THE TASK: Reproduce exactly the stretch of lines running from the line with "of the temple" to the end of the entries below.

DATASET ENTRIES:
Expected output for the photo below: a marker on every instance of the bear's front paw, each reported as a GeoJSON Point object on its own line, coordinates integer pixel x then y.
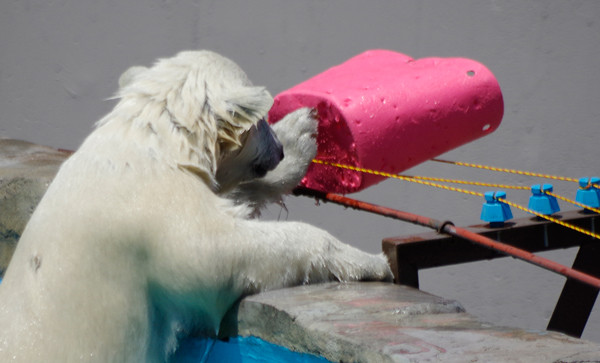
{"type": "Point", "coordinates": [346, 263]}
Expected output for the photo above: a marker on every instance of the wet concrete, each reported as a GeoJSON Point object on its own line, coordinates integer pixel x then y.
{"type": "Point", "coordinates": [380, 322]}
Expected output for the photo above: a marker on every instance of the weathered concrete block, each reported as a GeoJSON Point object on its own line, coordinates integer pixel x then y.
{"type": "Point", "coordinates": [380, 322]}
{"type": "Point", "coordinates": [26, 170]}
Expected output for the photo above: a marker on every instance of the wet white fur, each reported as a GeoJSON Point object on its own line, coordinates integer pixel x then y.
{"type": "Point", "coordinates": [131, 248]}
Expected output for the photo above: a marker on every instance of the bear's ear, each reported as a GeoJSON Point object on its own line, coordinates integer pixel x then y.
{"type": "Point", "coordinates": [130, 75]}
{"type": "Point", "coordinates": [244, 108]}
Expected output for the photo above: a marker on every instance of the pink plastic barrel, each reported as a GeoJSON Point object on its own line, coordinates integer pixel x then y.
{"type": "Point", "coordinates": [385, 111]}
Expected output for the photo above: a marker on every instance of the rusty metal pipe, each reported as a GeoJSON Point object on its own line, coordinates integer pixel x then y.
{"type": "Point", "coordinates": [450, 229]}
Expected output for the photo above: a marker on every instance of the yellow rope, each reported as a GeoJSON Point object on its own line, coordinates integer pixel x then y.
{"type": "Point", "coordinates": [421, 180]}
{"type": "Point", "coordinates": [467, 182]}
{"type": "Point", "coordinates": [505, 170]}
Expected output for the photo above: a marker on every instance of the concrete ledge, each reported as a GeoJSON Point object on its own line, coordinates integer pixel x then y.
{"type": "Point", "coordinates": [379, 322]}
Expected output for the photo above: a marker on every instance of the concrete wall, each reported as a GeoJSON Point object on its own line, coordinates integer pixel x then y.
{"type": "Point", "coordinates": [60, 60]}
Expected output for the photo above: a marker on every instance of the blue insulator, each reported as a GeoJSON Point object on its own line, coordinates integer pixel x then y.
{"type": "Point", "coordinates": [494, 211]}
{"type": "Point", "coordinates": [541, 202]}
{"type": "Point", "coordinates": [588, 192]}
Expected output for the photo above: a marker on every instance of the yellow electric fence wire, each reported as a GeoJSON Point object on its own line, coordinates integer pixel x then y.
{"type": "Point", "coordinates": [551, 219]}
{"type": "Point", "coordinates": [465, 191]}
{"type": "Point", "coordinates": [505, 170]}
{"type": "Point", "coordinates": [467, 182]}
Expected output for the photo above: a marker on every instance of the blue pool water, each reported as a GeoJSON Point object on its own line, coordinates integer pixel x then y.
{"type": "Point", "coordinates": [239, 350]}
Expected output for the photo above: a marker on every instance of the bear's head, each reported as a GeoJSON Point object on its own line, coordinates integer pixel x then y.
{"type": "Point", "coordinates": [205, 114]}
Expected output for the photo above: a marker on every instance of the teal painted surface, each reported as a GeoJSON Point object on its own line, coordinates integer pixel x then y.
{"type": "Point", "coordinates": [239, 350]}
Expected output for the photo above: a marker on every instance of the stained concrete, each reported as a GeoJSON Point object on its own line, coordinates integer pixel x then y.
{"type": "Point", "coordinates": [26, 170]}
{"type": "Point", "coordinates": [381, 322]}
{"type": "Point", "coordinates": [354, 322]}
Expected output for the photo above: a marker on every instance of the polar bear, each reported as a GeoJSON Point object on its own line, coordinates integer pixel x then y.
{"type": "Point", "coordinates": [144, 235]}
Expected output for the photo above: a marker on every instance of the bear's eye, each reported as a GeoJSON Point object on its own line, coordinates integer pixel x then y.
{"type": "Point", "coordinates": [259, 170]}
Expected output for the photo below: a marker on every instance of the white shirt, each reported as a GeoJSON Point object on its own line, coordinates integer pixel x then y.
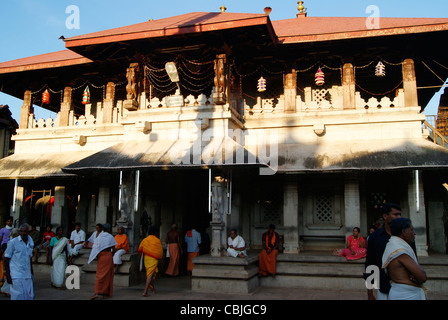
{"type": "Point", "coordinates": [20, 255]}
{"type": "Point", "coordinates": [77, 237]}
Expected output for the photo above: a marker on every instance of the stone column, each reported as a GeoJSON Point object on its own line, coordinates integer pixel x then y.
{"type": "Point", "coordinates": [291, 217]}
{"type": "Point", "coordinates": [348, 86]}
{"type": "Point", "coordinates": [409, 84]}
{"type": "Point", "coordinates": [218, 223]}
{"type": "Point", "coordinates": [57, 210]}
{"type": "Point", "coordinates": [108, 103]}
{"type": "Point", "coordinates": [26, 110]}
{"type": "Point", "coordinates": [417, 212]}
{"type": "Point", "coordinates": [290, 92]}
{"type": "Point", "coordinates": [352, 206]}
{"type": "Point", "coordinates": [103, 204]}
{"type": "Point", "coordinates": [66, 108]}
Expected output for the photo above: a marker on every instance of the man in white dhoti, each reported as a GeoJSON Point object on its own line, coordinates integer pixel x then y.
{"type": "Point", "coordinates": [236, 245]}
{"type": "Point", "coordinates": [18, 266]}
{"type": "Point", "coordinates": [400, 262]}
{"type": "Point", "coordinates": [77, 239]}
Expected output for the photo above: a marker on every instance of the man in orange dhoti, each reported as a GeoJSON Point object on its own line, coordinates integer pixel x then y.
{"type": "Point", "coordinates": [152, 251]}
{"type": "Point", "coordinates": [268, 256]}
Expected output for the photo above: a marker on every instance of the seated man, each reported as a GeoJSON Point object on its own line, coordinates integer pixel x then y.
{"type": "Point", "coordinates": [268, 256]}
{"type": "Point", "coordinates": [236, 245]}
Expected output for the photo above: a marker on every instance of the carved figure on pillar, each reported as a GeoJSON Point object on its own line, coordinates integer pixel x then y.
{"type": "Point", "coordinates": [220, 80]}
{"type": "Point", "coordinates": [132, 88]}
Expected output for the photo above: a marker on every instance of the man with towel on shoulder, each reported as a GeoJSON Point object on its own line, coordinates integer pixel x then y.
{"type": "Point", "coordinates": [400, 263]}
{"type": "Point", "coordinates": [102, 244]}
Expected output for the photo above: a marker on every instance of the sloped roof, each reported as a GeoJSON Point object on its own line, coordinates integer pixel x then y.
{"type": "Point", "coordinates": [182, 24]}
{"type": "Point", "coordinates": [48, 60]}
{"type": "Point", "coordinates": [330, 28]}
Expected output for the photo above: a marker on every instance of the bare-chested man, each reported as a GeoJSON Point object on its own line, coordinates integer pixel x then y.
{"type": "Point", "coordinates": [174, 250]}
{"type": "Point", "coordinates": [401, 262]}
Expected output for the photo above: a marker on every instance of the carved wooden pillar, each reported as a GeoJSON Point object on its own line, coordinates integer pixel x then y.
{"type": "Point", "coordinates": [220, 96]}
{"type": "Point", "coordinates": [409, 84]}
{"type": "Point", "coordinates": [108, 103]}
{"type": "Point", "coordinates": [26, 110]}
{"type": "Point", "coordinates": [348, 86]}
{"type": "Point", "coordinates": [133, 87]}
{"type": "Point", "coordinates": [66, 107]}
{"type": "Point", "coordinates": [290, 91]}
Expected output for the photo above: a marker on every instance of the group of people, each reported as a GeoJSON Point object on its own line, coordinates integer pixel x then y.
{"type": "Point", "coordinates": [391, 248]}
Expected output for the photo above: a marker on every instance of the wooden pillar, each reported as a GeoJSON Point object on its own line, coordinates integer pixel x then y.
{"type": "Point", "coordinates": [66, 108]}
{"type": "Point", "coordinates": [108, 103]}
{"type": "Point", "coordinates": [291, 217]}
{"type": "Point", "coordinates": [26, 110]}
{"type": "Point", "coordinates": [220, 80]}
{"type": "Point", "coordinates": [133, 75]}
{"type": "Point", "coordinates": [348, 86]}
{"type": "Point", "coordinates": [409, 84]}
{"type": "Point", "coordinates": [290, 92]}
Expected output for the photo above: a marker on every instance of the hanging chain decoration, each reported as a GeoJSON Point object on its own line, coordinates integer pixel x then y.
{"type": "Point", "coordinates": [380, 70]}
{"type": "Point", "coordinates": [86, 96]}
{"type": "Point", "coordinates": [319, 77]}
{"type": "Point", "coordinates": [261, 87]}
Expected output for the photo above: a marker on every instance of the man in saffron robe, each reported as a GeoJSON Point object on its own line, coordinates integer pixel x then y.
{"type": "Point", "coordinates": [152, 251]}
{"type": "Point", "coordinates": [268, 256]}
{"type": "Point", "coordinates": [102, 244]}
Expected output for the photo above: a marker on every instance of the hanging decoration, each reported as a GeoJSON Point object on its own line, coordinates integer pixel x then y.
{"type": "Point", "coordinates": [261, 87]}
{"type": "Point", "coordinates": [86, 96]}
{"type": "Point", "coordinates": [319, 77]}
{"type": "Point", "coordinates": [380, 70]}
{"type": "Point", "coordinates": [46, 97]}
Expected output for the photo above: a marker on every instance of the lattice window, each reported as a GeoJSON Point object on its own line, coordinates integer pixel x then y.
{"type": "Point", "coordinates": [323, 209]}
{"type": "Point", "coordinates": [271, 211]}
{"type": "Point", "coordinates": [321, 96]}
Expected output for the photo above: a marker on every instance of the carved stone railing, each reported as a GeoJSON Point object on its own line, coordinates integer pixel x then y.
{"type": "Point", "coordinates": [321, 100]}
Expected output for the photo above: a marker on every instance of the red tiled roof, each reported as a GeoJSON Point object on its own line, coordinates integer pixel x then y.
{"type": "Point", "coordinates": [326, 28]}
{"type": "Point", "coordinates": [43, 61]}
{"type": "Point", "coordinates": [186, 23]}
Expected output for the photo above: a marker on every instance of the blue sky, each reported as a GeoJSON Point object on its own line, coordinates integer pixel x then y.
{"type": "Point", "coordinates": [32, 27]}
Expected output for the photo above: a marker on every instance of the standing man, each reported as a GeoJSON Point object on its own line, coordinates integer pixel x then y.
{"type": "Point", "coordinates": [236, 245]}
{"type": "Point", "coordinates": [18, 266]}
{"type": "Point", "coordinates": [376, 246]}
{"type": "Point", "coordinates": [400, 263]}
{"type": "Point", "coordinates": [77, 239]}
{"type": "Point", "coordinates": [102, 244]}
{"type": "Point", "coordinates": [193, 240]}
{"type": "Point", "coordinates": [268, 256]}
{"type": "Point", "coordinates": [174, 251]}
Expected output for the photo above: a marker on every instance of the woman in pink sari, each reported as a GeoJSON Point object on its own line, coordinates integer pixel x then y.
{"type": "Point", "coordinates": [355, 246]}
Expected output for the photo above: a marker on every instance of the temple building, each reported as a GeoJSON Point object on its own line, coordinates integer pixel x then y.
{"type": "Point", "coordinates": [220, 120]}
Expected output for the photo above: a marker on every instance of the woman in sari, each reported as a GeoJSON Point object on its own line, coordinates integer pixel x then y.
{"type": "Point", "coordinates": [355, 246]}
{"type": "Point", "coordinates": [59, 247]}
{"type": "Point", "coordinates": [151, 251]}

RESPONSE:
Expected output for the photo above: a marker on every instance of the temple building, each reported as a GeoJSON Point object on its own line, coordinates integer pixel x then y.
{"type": "Point", "coordinates": [220, 120]}
Expected output for the photo above: a marker on every instance of the woman in sari, each reported as a GeoJSON Point object on its own line, coordinates integer pixel x then y.
{"type": "Point", "coordinates": [355, 246]}
{"type": "Point", "coordinates": [59, 247]}
{"type": "Point", "coordinates": [151, 251]}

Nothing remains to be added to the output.